## Assignment
Take the data below and copy exactly the lines starting at the one with "Give one point for each instance of the cheese" and finishing at the one with "Give one point for each instance of the grated", both included.

## Task data
- Opening Delimiter -
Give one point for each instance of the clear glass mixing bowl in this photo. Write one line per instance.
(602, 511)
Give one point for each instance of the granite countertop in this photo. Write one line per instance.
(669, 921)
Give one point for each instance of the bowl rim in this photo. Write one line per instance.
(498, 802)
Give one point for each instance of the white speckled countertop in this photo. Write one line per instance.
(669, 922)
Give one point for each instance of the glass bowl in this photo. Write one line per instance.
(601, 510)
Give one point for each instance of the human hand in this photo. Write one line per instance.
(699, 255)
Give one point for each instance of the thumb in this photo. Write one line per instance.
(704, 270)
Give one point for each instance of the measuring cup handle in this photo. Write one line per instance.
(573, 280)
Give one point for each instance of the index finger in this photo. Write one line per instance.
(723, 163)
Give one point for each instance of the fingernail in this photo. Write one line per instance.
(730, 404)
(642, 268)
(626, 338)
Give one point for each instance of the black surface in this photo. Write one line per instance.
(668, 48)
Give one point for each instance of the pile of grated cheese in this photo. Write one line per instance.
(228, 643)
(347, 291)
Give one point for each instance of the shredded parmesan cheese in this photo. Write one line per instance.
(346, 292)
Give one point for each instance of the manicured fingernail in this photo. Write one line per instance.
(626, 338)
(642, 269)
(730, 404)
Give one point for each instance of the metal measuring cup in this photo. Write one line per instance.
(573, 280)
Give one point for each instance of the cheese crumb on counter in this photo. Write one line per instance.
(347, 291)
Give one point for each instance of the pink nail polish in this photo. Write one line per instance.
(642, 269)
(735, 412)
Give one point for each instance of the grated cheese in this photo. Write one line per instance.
- Closing Delimiter -
- Opening Delimiter -
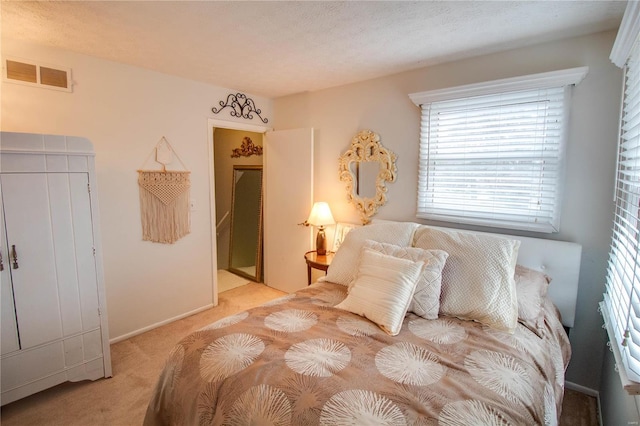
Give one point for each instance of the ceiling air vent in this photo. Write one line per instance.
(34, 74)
- Closing Delimiter -
## Solution for this problem
Give one point for each instance of the cheese crumb on counter in this photo. Write one line per instance.
(347, 291)
Give one point for each instance of the pink nail polish in this photo. Write one line per instance.
(642, 269)
(735, 412)
Give one point for each instance of the grated cheese in this photo. Write one line per instance.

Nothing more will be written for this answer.